ASSIGNMENT: Your task is to output all the records below, word for word.

Data extracted from a collection
*** Block opens ***

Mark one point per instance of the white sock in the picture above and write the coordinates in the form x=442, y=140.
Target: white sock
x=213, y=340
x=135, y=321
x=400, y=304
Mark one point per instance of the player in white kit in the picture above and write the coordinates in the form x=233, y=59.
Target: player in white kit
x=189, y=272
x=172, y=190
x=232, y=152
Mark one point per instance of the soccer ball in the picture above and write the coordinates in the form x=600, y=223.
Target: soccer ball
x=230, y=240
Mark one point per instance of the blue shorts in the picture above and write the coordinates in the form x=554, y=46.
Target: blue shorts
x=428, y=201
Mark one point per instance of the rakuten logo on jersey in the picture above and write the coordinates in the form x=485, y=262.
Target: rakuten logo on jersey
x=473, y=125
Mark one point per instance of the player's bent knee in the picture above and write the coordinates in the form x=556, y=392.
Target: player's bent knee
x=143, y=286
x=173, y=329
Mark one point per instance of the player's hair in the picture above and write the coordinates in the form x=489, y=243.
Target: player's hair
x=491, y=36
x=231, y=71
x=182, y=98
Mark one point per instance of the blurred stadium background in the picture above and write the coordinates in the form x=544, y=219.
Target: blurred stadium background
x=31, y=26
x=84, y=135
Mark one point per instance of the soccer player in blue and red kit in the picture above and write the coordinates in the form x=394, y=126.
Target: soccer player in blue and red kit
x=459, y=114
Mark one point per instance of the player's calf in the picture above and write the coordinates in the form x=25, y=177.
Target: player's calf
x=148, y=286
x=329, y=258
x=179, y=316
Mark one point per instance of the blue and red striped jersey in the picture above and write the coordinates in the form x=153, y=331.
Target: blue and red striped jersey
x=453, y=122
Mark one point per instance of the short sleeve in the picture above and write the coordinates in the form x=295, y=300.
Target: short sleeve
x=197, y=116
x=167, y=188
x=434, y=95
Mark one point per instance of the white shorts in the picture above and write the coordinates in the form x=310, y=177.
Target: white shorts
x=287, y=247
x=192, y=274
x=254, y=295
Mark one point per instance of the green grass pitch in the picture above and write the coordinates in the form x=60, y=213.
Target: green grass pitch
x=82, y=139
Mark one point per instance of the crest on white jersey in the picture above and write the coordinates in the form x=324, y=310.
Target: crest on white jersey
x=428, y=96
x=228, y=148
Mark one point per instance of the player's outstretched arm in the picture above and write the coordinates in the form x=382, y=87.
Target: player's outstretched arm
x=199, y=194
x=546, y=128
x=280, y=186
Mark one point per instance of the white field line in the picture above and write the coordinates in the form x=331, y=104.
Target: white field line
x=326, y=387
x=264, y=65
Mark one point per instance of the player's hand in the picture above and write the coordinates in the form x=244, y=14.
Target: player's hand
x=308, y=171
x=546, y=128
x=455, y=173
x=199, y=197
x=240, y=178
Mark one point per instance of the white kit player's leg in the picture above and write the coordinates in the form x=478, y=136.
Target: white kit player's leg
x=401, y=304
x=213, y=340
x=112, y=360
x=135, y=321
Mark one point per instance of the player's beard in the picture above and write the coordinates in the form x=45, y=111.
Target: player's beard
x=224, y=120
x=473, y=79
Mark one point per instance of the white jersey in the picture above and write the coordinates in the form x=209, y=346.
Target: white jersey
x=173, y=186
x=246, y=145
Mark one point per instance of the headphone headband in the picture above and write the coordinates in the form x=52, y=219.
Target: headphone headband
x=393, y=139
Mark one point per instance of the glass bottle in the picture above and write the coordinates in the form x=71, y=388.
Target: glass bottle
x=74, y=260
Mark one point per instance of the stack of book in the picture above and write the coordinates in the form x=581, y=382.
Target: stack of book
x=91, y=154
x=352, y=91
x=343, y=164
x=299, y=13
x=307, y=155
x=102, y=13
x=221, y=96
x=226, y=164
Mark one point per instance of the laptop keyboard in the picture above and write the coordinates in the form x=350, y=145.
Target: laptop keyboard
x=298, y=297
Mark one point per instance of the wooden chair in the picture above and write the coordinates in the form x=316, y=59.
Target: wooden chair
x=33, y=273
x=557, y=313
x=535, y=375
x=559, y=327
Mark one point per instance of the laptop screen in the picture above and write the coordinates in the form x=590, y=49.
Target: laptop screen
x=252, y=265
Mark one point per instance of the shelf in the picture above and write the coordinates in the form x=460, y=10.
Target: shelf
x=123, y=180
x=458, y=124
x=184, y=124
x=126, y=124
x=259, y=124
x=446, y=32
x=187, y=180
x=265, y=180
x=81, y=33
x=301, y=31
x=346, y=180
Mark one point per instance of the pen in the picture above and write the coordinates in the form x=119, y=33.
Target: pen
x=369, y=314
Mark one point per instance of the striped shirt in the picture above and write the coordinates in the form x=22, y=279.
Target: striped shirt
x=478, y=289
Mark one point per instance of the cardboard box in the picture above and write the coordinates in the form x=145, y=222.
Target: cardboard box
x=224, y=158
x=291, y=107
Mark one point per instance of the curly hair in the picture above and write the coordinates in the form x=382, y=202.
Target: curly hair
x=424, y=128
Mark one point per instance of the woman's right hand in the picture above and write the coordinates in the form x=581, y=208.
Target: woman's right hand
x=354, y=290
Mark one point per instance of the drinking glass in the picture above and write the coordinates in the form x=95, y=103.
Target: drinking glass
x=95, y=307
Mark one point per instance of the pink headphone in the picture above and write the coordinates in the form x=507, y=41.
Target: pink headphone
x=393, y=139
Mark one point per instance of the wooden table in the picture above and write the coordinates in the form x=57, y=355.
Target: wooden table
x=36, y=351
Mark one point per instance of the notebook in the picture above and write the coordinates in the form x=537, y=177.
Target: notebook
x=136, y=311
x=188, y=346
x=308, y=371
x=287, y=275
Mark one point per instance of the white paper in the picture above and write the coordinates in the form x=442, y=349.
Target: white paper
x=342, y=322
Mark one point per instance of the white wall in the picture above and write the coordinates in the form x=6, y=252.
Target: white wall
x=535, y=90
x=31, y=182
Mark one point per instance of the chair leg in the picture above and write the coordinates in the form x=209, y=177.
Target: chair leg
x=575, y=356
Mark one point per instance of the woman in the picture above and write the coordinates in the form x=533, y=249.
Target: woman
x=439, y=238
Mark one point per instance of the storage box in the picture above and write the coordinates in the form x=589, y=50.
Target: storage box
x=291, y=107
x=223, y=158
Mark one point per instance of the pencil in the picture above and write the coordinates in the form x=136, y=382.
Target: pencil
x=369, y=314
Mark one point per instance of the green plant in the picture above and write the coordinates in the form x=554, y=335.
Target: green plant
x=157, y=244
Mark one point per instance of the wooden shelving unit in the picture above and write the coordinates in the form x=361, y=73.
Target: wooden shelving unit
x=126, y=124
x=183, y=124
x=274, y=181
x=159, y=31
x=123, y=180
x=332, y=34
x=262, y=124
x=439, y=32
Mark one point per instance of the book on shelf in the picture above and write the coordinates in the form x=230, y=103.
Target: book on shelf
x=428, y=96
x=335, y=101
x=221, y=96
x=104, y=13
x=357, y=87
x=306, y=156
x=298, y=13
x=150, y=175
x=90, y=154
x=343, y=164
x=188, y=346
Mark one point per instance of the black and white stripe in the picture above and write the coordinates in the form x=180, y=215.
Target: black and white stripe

*** Block closes ***

SOLUTION FOR THIS PROBLEM:
Mark one point per instance of the white sock in the picture above and write the coordinates in the form x=442, y=140.
Target: white sock
x=213, y=340
x=135, y=321
x=400, y=304
Mark one point per instance of the player in white kit in the picture above and write the coordinates in the form x=233, y=59.
Target: player in white kit
x=189, y=272
x=172, y=190
x=232, y=152
Mark one point per instance of the soccer ball in the picture above and write the coordinates in the form x=600, y=223.
Target: soccer ball
x=230, y=240
Mark one point per instance of the blue shorts in the picture above and write the coordinates in the form x=554, y=46.
Target: blue shorts
x=428, y=201
Mark one point per instance of the rakuten logo on jersey in the picture above and write the coordinates in the form x=485, y=262.
Target: rakuten logo on jersey
x=473, y=125
Mark one point per instance of the player's bent knee in the picture above and write the coordinates in the form x=556, y=392.
Target: player's bent knee
x=143, y=286
x=173, y=329
Mark one point per instance of the player's hair in the picture above and write the coordinates in the form x=489, y=243.
Target: player's hair
x=491, y=36
x=231, y=71
x=182, y=98
Mark one point per instance of the blurred stadium background in the picture above and write the coordinates in the form x=544, y=219.
Target: blurred stadium background
x=31, y=26
x=84, y=135
Mark one point per instance of the soccer player in blue and red kit in the picture above and write the coordinates in the form x=394, y=126.
Target: soccer player in blue and red kit
x=459, y=114
Mark one point per instance of the player's calf in the picture above and write the coordinates in the form x=25, y=177.
Target: player's calf
x=148, y=286
x=329, y=258
x=179, y=316
Mark one point per instance of the blue and red striped jersey in the picture above and write the coordinates in the form x=153, y=331.
Target: blue and red striped jersey
x=453, y=122
Mark one point per instance of the short sleeve in the picture above and write the coordinates in the form x=295, y=300.
Target: short sleeve
x=197, y=116
x=167, y=188
x=434, y=95
Mark one point per instance of the white shorts in the picture above and write the coordinates in the form x=310, y=177.
Target: white shorts
x=287, y=247
x=192, y=274
x=254, y=295
Mark one point per instance of the green grass pitch in the picture above and write the coordinates in the form x=60, y=213.
Target: green grass pitch
x=82, y=139
Mark one point per instance of the crest on white jersey in the picture above and write the coordinates in the form x=324, y=310.
Target: crest on white jersey
x=428, y=96
x=228, y=148
Mark one point per instance of the player's outstretched arm in the picture above and write the coordinates in the form x=382, y=87.
Target: player's outstretched arm
x=199, y=194
x=546, y=128
x=280, y=186
Mark one point per instance of the white field line in the picture above and write the coordinates in the form x=331, y=104.
Target: white field line
x=326, y=387
x=264, y=65
Mark one point per instance of the player's hand in the picture above and write the coordinates in the form x=244, y=14.
Target: player's hand
x=308, y=171
x=546, y=128
x=455, y=173
x=199, y=197
x=240, y=178
Mark one point per instance of the white kit player's leg in the picture above and write the coordinates in the form x=478, y=136.
Target: white kit player's leg
x=401, y=304
x=213, y=340
x=112, y=360
x=135, y=321
Mark one point per instance of the player's beard in the picture above and write the coordinates in the form x=45, y=111.
Target: player's beard
x=224, y=120
x=473, y=79
Mark one point per instance of the white jersey in the picture above and write the coordinates in the form x=209, y=346.
Target: white jersey
x=173, y=186
x=246, y=145
Mark one point per instance of the headphone headband in the picture above and write the coordinates in the form x=52, y=219.
Target: headphone headband
x=393, y=139
Mark one point per instance of the glass bottle in the picture above and write the coordinates in the form x=71, y=388.
Target: glass bottle
x=74, y=260
Mark one point per instance of the stack of book in the picture above and write the coordinates in the form x=581, y=382.
Target: stack of book
x=91, y=154
x=352, y=91
x=343, y=164
x=299, y=13
x=307, y=155
x=102, y=13
x=221, y=96
x=226, y=164
Mark one point per instance of the laptop keyboard in the picture above and write the coordinates in the form x=350, y=145.
Target: laptop keyboard
x=298, y=297
Mark one point per instance of the wooden chair in the picture above and write the coordinates in the form x=316, y=59.
Target: wooden chair
x=33, y=273
x=557, y=313
x=535, y=375
x=559, y=327
Mark one point per instance of the laptop screen in the picture above and write the coordinates in the form x=590, y=49.
Target: laptop screen
x=252, y=265
Mark one point per instance of the shelf in the picture above and write the coordinates in the form x=460, y=10.
Target: shelf
x=123, y=180
x=458, y=124
x=184, y=124
x=126, y=124
x=259, y=124
x=446, y=32
x=187, y=180
x=265, y=180
x=81, y=33
x=301, y=31
x=346, y=180
Mark one point per instance of the pen in the picture above and write the coordinates in the form x=119, y=33.
Target: pen
x=369, y=314
Mark one point per instance of the striped shirt in the picture above and write the coordinates in the form x=22, y=279.
Target: striped shirt
x=478, y=289
Mark one point per instance of the cardboard box in the picture above and write the coordinates in the form x=145, y=222.
Target: cardboard box
x=224, y=158
x=291, y=107
Mark one point per instance of the curly hair in the picture above and write the coordinates in the form x=382, y=202.
Target: curly hair
x=424, y=128
Mark one point per instance of the woman's right hand in the picture above and write the coordinates in the form x=581, y=208.
Target: woman's right hand
x=354, y=290
Mark one point per instance of the drinking glass in the picture above and write the coordinates in the form x=95, y=103.
Target: drinking glass
x=95, y=307
Mark one point per instance of the pink headphone in the picture above and write the coordinates in the form x=507, y=41.
Target: pink headphone
x=393, y=139
Mark one point per instance of the wooden table in the picture above and write the coordinates in the form x=57, y=355.
Target: wooden table
x=36, y=351
Mark one point per instance of the notebook in the picture above and write the coordinates in the form x=537, y=177.
Target: notebook
x=136, y=311
x=188, y=346
x=308, y=371
x=287, y=275
Mark one point per instance of the white paper in the picture above and write the coordinates in the form x=442, y=349.
Target: white paper
x=342, y=322
Mark one point per instance of the white wall in the picture above and write the coordinates in the form x=6, y=252.
Target: white wall
x=535, y=90
x=31, y=182
Mark one point per instance of the chair leg in the picture above and write the coordinates in the form x=209, y=177.
Target: chair leg
x=575, y=356
Mark one point per instance of the woman in the picture above and write the coordinates in the form x=533, y=249.
Target: woman
x=439, y=238
Mark one point per instance of the storage box in the picture above and write the coordinates in the form x=589, y=50.
Target: storage box
x=291, y=107
x=223, y=158
Mark one point per instance of the pencil in the picture above and write the coordinates in the form x=136, y=382.
Target: pencil
x=369, y=314
Mark one point per instance of the green plant in the picture above and write the coordinates in the form x=554, y=335.
Target: green plant
x=157, y=244
Mark one point per instance of the wooden shelving unit in the picture above and write the coordinates in the form x=361, y=73.
Target: wooden shelving unit
x=126, y=124
x=183, y=124
x=274, y=181
x=159, y=31
x=123, y=180
x=332, y=34
x=262, y=124
x=439, y=32
Mark one point per instance of the book on shelf in the picture above and write the coordinates in the form x=230, y=103.
Target: book on shelf
x=428, y=96
x=335, y=101
x=221, y=96
x=104, y=13
x=357, y=87
x=306, y=156
x=298, y=13
x=150, y=175
x=90, y=154
x=343, y=164
x=188, y=346
Mark one point per instance of the black and white stripe in the picture above and write the coordinates in the form x=180, y=215.
Target: black and white stripe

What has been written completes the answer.